> **SOURCE PASSAGE**
## start

In [10]:
import torch
from urllib3.http2 import orig_HTTPSConnection


# Creating a multilayer perceptron with two hidden layers

class NeuralNetwork(torch.nn.Module):
  def __init__(self, num_inputs, num_outputs):
    super().__init__()
    self.layers = torch.nn.Sequential(
        # First hidden layer
        torch.nn.Linear(num_inputs, 30),
        torch.nn.ReLU(),

        # Second hidden layer
        torch.nn.Linear(30, 20),
        torch.nn.ReLU(),

        # Output layer
        torch.nn.Linear(20, num_outputs)
    )

  def forward(self, x):
    logits = self.layers(x)
    return logits


In [11]:
# Creating a small toy dataset
X_train = torch.tensor([
    [-1.2, 3.1],
    [-0.9, 2.9],
    [-0.5, 2.6],
    [2.3, -1.1],
    [2.7, -1.5]
])

y_train = torch.tensor([0, 0, 0, 1, 1])

x_test = torch.tensor([
    [-0.8, 2.8],
    [2.6, -1.6],])

y_test = torch.tensor([0, 1])

In [12]:
# Defining a custom Dataset class
from torch.utils.data import Dataset

class ToyDataset(Dataset):
  def __init__(self, X, y):
    self.features = X
    self.labels = y

  def __getitem__(self, index):
    one_x = self.features[index]
    one_y = self.labels[index]
    return one_x, one_y

  def __len__(self):
    return self.labels.shape[0]


train_ds = ToyDataset(X_train, y_train)
test_ds = ToyDataset(x_test, y_test)

In [13]:
# Instantiating data loaders
from torch.utils.data import DataLoader

torch.manual_seed(123)

train_loader = DataLoader(
    dataset=train_ds,
    batch_size=2,
    shuffle=True,
    num_workers=0)


test_loader = DataLoader(
    dataset=test_ds,
    batch_size=2,
    shuffle=False,
    num_workers=0
)

### A.7 A typical training loop

Let’s now train a neural network on the toy dataset. The following listing shows the training code.

In [14]:
# Neural Network training in PyTorch
import torch.nn.functional as F

torch.manual_seed(123)

model = NeuralNetwork(num_inputs=2, num_outputs=2) # The dataset has two features and two classes.
optimiser = torch.optim.SGD(
    model.parameters(), lr=0.5  # The optimiser needs to know which parameters to optimise.
)

num_epochs = 3 #  There will be 3 complete passing through the entire training dataset.
for epoch in range(num_epochs):
    model.train()  # It's time to learn
    for batch_idx, (features, labels) in enumerate(train_loader):
        logits = model(features) # The model makes its predictions based on the input features. These raw predictions (logits) haven't been converted to probabilities yet.

        loss = F.cross_entropy(logits, labels)

        optimiser.zero_grad() # Sets the gradients from the previous round to 0 to prevent unintended gradient accumulation
        loss.backward()    # Computes the gradients of the loss given the model parameters. This calculates how much each parameter in the model contributed to the error. Will calculate the gradients in the computation graph that PyTorch constructed in the background.

## end

> **MATERIAL PROVIDED**
## start

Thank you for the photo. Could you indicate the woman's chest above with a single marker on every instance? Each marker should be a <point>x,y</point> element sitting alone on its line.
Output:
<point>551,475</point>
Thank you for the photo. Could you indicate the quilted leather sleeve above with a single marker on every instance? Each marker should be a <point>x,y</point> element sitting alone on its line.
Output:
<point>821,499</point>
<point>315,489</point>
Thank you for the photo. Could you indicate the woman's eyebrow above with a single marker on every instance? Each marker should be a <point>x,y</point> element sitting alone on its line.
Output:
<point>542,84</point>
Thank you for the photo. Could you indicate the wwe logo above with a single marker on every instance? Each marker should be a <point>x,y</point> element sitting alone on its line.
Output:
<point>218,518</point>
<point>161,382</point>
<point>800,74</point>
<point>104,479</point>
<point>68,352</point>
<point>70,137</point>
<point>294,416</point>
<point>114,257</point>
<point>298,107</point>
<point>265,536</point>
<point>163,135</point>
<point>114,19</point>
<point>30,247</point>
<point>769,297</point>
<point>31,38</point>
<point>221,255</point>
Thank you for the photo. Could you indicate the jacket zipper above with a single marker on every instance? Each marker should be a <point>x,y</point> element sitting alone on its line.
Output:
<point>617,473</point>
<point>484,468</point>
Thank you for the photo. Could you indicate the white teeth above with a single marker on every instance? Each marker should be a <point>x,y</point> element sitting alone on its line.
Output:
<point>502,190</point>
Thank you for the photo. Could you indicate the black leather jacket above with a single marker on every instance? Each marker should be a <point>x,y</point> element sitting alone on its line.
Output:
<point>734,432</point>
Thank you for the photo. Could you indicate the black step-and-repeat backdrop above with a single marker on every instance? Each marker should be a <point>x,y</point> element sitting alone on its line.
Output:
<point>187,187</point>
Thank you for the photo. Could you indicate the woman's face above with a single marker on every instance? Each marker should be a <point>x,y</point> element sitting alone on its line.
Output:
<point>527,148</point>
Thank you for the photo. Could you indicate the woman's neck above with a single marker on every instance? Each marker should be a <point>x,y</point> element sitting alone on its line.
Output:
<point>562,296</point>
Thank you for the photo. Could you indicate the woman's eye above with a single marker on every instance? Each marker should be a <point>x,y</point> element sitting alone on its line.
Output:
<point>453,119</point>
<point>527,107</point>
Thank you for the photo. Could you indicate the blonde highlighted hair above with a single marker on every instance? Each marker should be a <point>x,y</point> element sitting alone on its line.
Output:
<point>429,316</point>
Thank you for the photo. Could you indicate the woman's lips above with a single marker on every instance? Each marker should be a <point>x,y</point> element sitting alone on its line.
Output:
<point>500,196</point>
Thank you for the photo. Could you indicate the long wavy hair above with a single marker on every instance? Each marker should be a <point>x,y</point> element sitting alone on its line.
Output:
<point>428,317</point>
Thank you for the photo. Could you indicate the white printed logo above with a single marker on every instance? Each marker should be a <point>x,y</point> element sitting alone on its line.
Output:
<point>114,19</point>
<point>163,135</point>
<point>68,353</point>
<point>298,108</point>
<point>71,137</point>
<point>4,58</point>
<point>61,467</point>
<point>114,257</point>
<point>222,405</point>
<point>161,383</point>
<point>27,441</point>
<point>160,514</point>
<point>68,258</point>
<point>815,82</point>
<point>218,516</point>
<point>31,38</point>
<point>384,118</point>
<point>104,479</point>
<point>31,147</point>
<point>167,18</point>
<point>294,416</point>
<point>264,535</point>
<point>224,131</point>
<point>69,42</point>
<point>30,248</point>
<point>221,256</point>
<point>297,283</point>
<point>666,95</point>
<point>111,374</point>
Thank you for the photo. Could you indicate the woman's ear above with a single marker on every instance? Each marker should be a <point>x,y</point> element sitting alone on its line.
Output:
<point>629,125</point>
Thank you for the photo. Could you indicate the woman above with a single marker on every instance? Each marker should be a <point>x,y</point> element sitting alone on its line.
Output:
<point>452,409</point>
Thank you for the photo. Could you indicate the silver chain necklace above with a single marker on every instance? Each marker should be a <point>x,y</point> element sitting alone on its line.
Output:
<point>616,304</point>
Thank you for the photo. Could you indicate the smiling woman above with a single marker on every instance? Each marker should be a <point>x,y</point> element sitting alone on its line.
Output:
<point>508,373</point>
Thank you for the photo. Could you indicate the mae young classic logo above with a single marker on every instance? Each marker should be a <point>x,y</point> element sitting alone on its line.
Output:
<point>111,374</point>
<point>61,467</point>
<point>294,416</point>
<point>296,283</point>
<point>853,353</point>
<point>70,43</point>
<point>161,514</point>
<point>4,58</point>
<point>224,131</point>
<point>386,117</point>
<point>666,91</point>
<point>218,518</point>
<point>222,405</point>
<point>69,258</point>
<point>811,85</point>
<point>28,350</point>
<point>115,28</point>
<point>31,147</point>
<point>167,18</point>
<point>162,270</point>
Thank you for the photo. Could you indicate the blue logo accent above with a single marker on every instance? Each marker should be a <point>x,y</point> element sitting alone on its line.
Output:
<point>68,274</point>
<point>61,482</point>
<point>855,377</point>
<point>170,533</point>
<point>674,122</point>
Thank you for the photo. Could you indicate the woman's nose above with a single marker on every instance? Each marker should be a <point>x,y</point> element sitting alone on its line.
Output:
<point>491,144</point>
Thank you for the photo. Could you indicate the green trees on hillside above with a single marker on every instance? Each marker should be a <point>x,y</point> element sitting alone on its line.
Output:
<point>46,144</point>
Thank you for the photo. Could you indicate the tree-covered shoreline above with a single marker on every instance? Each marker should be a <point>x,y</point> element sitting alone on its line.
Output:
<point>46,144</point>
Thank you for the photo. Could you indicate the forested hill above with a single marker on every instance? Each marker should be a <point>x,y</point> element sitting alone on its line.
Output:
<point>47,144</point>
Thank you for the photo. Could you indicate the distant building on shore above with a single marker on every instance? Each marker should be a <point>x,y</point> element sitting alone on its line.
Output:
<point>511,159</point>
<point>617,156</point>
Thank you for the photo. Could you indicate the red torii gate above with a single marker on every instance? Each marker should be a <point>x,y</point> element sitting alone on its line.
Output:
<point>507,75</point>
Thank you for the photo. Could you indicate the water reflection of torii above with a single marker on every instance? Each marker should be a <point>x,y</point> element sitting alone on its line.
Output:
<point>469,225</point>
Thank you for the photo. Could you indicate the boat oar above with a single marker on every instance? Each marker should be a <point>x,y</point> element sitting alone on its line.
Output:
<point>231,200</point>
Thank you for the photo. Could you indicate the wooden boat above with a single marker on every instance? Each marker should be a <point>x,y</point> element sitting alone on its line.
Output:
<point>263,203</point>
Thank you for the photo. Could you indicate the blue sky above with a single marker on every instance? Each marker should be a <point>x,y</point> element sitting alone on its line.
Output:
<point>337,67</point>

## end

> **PROBLEMS AND TASKS**
A: Reproduce the part of the PyTorch notebook that opens with the words containing "Let’s now train" and closes with "parameters to optimise.".
B: In the PyTorch notebook, what learning rate is passed to the SGD optimiser?
C: Name every variable in the PyTorch notebook that is assigned a value built with torch.tensor.

> **RESPONSE LIST**
A:
Let’s now train a neural network on the toy dataset. The following listing shows the training code.

In [14]:
# Neural Network training in PyTorch
import torch.nn.functional as F

torch.manual_seed(123)

model = NeuralNetwork(num_inputs=2, num_outputs=2) # The dataset has two features and two classes.
optimiser = torch.optim.SGD(
    model.parameters(), lr=0.5  # The optimiser needs to know which parameters to optimise.

B: 0.5

C: X_train, y_train, x_test, y_test